* Required work
Set down the records exactly, and omit any image found in them.

* Given information
=-=-=-=-=

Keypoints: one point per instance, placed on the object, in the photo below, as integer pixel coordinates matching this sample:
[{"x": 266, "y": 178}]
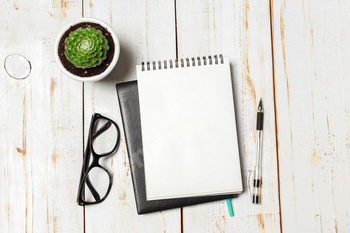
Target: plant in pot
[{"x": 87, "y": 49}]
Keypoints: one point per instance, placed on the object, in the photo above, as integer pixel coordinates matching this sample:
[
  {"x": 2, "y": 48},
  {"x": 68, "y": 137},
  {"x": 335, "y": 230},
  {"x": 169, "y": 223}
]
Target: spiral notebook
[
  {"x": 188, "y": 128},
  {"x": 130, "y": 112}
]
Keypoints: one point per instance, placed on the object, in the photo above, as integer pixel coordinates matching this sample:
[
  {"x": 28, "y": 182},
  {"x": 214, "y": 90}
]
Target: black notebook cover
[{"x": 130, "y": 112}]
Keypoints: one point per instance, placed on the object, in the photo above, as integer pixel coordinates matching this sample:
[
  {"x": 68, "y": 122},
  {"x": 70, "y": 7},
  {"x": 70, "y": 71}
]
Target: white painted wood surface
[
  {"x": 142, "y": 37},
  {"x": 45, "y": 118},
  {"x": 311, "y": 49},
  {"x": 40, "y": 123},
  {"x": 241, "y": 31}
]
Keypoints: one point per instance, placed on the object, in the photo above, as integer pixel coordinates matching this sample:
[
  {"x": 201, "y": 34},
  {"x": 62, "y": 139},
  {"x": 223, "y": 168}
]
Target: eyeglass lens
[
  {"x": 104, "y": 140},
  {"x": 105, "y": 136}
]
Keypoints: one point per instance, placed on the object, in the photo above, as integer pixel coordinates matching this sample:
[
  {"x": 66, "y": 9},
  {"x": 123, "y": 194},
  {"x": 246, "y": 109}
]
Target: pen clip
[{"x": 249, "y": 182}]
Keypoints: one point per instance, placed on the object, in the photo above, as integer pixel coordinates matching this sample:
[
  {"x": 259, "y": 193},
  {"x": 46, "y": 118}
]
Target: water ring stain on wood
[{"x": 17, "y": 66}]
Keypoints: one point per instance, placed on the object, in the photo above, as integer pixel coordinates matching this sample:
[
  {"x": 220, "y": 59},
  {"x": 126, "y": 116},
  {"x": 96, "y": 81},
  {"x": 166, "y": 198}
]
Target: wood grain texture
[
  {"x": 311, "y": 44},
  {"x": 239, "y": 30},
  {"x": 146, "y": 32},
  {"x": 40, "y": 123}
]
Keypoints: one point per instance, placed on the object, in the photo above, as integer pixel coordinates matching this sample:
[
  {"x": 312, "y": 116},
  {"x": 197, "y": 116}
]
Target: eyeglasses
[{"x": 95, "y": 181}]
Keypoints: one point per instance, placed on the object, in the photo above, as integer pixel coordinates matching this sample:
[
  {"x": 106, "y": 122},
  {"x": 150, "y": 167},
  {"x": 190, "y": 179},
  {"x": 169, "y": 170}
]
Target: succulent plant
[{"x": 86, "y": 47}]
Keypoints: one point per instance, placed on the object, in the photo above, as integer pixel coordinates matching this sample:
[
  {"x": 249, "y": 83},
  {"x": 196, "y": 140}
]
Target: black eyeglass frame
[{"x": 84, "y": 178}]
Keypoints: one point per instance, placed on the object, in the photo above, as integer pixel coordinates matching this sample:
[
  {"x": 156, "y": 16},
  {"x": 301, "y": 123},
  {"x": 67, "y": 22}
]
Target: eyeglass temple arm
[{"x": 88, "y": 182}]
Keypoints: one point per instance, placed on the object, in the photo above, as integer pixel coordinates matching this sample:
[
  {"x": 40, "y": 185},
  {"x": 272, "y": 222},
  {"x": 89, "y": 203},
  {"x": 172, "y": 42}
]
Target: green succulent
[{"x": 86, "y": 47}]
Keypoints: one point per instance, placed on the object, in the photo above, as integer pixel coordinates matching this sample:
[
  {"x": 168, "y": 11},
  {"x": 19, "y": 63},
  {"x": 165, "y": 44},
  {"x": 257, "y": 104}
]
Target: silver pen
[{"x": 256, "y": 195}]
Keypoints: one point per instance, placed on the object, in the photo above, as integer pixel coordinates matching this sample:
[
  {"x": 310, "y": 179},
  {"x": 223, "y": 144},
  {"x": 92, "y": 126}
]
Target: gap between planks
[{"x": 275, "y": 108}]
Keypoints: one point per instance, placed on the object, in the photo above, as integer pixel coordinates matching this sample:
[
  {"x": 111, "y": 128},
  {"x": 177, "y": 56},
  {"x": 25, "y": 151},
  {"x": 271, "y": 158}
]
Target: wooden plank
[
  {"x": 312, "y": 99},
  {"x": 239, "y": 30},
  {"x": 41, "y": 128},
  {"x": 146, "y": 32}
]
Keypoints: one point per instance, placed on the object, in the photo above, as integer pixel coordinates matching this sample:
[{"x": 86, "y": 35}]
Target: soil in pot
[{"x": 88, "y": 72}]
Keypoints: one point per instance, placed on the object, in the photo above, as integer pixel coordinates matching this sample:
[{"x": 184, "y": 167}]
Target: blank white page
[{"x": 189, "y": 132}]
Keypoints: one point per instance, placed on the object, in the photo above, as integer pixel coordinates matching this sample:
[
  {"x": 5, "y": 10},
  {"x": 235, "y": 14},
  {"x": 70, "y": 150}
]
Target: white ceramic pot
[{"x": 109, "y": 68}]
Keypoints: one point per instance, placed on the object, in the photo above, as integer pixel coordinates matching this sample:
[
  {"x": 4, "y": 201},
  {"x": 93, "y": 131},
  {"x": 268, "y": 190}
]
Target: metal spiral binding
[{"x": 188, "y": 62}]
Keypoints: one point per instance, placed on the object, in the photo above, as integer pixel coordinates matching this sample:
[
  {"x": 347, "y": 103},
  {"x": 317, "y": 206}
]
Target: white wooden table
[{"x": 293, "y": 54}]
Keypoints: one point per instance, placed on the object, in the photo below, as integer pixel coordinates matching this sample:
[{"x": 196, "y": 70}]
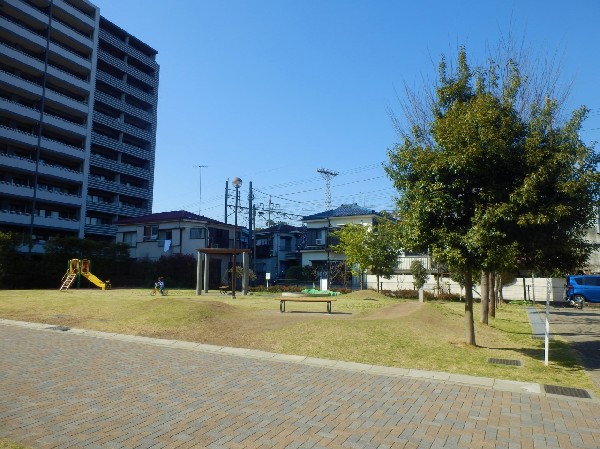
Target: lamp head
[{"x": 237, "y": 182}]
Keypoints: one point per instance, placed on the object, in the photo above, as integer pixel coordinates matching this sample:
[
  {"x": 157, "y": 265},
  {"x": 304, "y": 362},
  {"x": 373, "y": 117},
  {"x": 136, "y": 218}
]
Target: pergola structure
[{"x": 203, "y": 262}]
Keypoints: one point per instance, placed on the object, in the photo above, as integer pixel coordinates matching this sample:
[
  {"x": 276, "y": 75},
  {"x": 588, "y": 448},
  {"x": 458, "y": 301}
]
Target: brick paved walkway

=-=-=-=-=

* Answer to this problem
Keypoints: one point per instance, placed on the object, in the photo below, as integer pixel coordinates matching this sample:
[{"x": 266, "y": 178}]
Target: plant in pot
[{"x": 87, "y": 49}]
Keypoints: one point per instance, placed on the object, in the photo above, as integer pixel coordinates matching this sample:
[
  {"x": 2, "y": 48},
  {"x": 68, "y": 137},
  {"x": 335, "y": 230},
  {"x": 169, "y": 223}
]
Target: spiral notebook
[
  {"x": 188, "y": 128},
  {"x": 130, "y": 112}
]
Keypoints: one point per instance, placed on the object, in the photo above, as integer pixel coordinates matching this sample:
[
  {"x": 28, "y": 182},
  {"x": 214, "y": 90}
]
Target: black notebook cover
[{"x": 130, "y": 112}]
Keypoints: one point per instance, placed on the object, in the photo above, as integer pixel coordinates matching this sample:
[
  {"x": 68, "y": 122},
  {"x": 70, "y": 7},
  {"x": 70, "y": 71}
]
Target: white painted wood surface
[
  {"x": 142, "y": 37},
  {"x": 45, "y": 118},
  {"x": 311, "y": 49},
  {"x": 40, "y": 123},
  {"x": 241, "y": 31}
]
Keypoints: one point per instance, placed on the object, in the photo above, as integer pixel coordinates matching this sample:
[
  {"x": 201, "y": 34},
  {"x": 62, "y": 139},
  {"x": 223, "y": 168}
]
Target: eyeglass lens
[
  {"x": 104, "y": 140},
  {"x": 105, "y": 136}
]
Keypoints: one point per instance, placed on the object, in the photo above, as integer pixel coordinates matching this sample:
[
  {"x": 66, "y": 9},
  {"x": 123, "y": 194},
  {"x": 246, "y": 109}
]
Target: pen clip
[{"x": 249, "y": 182}]
Keypoints: one point per instance, placed on the object, in the photo above, as integer pixel coordinates matching this sample:
[
  {"x": 259, "y": 193},
  {"x": 46, "y": 118}
]
Target: water ring stain on wood
[{"x": 17, "y": 66}]
Keypoints: one point per instance, placed on the object, in the photo above, as integer pixel coordinates matching this sample:
[
  {"x": 220, "y": 59},
  {"x": 126, "y": 116},
  {"x": 96, "y": 81},
  {"x": 166, "y": 198}
]
Target: wood grain texture
[
  {"x": 311, "y": 44},
  {"x": 239, "y": 30},
  {"x": 146, "y": 32},
  {"x": 40, "y": 123}
]
Keypoints: one point per instance, placed on the object, in the photo above, as integer pixel coordinates matching this sample:
[
  {"x": 312, "y": 116},
  {"x": 197, "y": 116}
]
Target: eyeglasses
[{"x": 95, "y": 181}]
Keypoints: one point per instance, placed on the object, in the photo above, as integer pixel coordinates matching this sample:
[
  {"x": 106, "y": 122},
  {"x": 150, "y": 167},
  {"x": 190, "y": 179},
  {"x": 169, "y": 170}
]
Target: succulent plant
[{"x": 86, "y": 47}]
Keypoints: one point per instance, placed on the object, in the photo above, as integer pixel coordinates matching this sample:
[
  {"x": 249, "y": 83},
  {"x": 196, "y": 140}
]
Target: black eyeglass frame
[{"x": 84, "y": 178}]
Keypoints: one point per instance, placed on the object, in the photo above, as integer pixel coordinates matching this sample:
[
  {"x": 156, "y": 16},
  {"x": 301, "y": 123},
  {"x": 67, "y": 22}
]
Target: eyeglass temple arm
[{"x": 88, "y": 182}]
Keypoints: one point per instance, placed on the object, in the photo above, as integer pixel coordinates matching this sample:
[
  {"x": 40, "y": 185},
  {"x": 272, "y": 222},
  {"x": 89, "y": 203},
  {"x": 172, "y": 42}
]
Target: green succulent
[{"x": 86, "y": 47}]
Keypoints: one point per instance, placed on the object, in the photo above, as integer pixel coordinates matching this sample:
[
  {"x": 168, "y": 11},
  {"x": 19, "y": 63},
  {"x": 165, "y": 44},
  {"x": 257, "y": 104}
]
Target: silver pen
[{"x": 256, "y": 195}]
Keypoints: one point per instance, placed on the object, in the photo above, as integer pixel coordinates matching this sample:
[
  {"x": 310, "y": 179},
  {"x": 223, "y": 144},
  {"x": 92, "y": 126}
]
Target: gap between planks
[{"x": 275, "y": 108}]
Keypoints: one point per instance, placed on the object, in the photo above, as integer pixel coordinates matching this sample:
[
  {"x": 111, "y": 128},
  {"x": 177, "y": 56},
  {"x": 25, "y": 151},
  {"x": 271, "y": 158}
]
Target: wooden plank
[
  {"x": 312, "y": 99},
  {"x": 239, "y": 30},
  {"x": 41, "y": 128},
  {"x": 146, "y": 32}
]
Keypoints: one point per instance, placed on the object, in the photo above, as integer pixel coordinates matching this sample:
[{"x": 86, "y": 35}]
Target: soil in pot
[{"x": 88, "y": 72}]
Keypoints: one point per instance, placed on the object, in the photo above, as integer pixel coordinates matching this sample:
[{"x": 184, "y": 167}]
Target: blank white page
[{"x": 189, "y": 132}]
Keypoints: one point per instance, placed on the object, in the photo above, as integer pixel coordinates matching this sample:
[
  {"x": 5, "y": 10},
  {"x": 235, "y": 14},
  {"x": 70, "y": 150}
]
Target: white ceramic pot
[{"x": 109, "y": 68}]
Keypoints: one point per instance, placed on the object, in the photo above, as integer pixel coordinates matching this sample:
[
  {"x": 4, "y": 201},
  {"x": 93, "y": 131},
  {"x": 268, "y": 190}
]
Target: metal spiral binding
[{"x": 188, "y": 62}]
Keypoints: one point per instance, placed on the object, in the photo above, as integer pixel coordinates matching this sample:
[
  {"x": 347, "y": 103},
  {"x": 317, "y": 206}
]
Target: white wooden table
[{"x": 293, "y": 54}]
Keypoints: one point per instance, placed on the object, in the photo below, as integer pixel coordinates matching this sample:
[{"x": 196, "y": 70}]
Target: lamp head
[{"x": 237, "y": 182}]
Keypoints: one point per instance, placed on the object, in the photo above, as integer pixel coordinates matching this sample:
[
  {"x": 157, "y": 265},
  {"x": 304, "y": 362},
  {"x": 373, "y": 117},
  {"x": 136, "y": 218}
]
Target: pergola structure
[{"x": 203, "y": 262}]
Keypoints: one point per instance, placed on the object, in the photo above, as integer pixel coordinates matching this sample:
[
  {"x": 276, "y": 75},
  {"x": 588, "y": 448},
  {"x": 458, "y": 301}
]
Target: brick paved walkway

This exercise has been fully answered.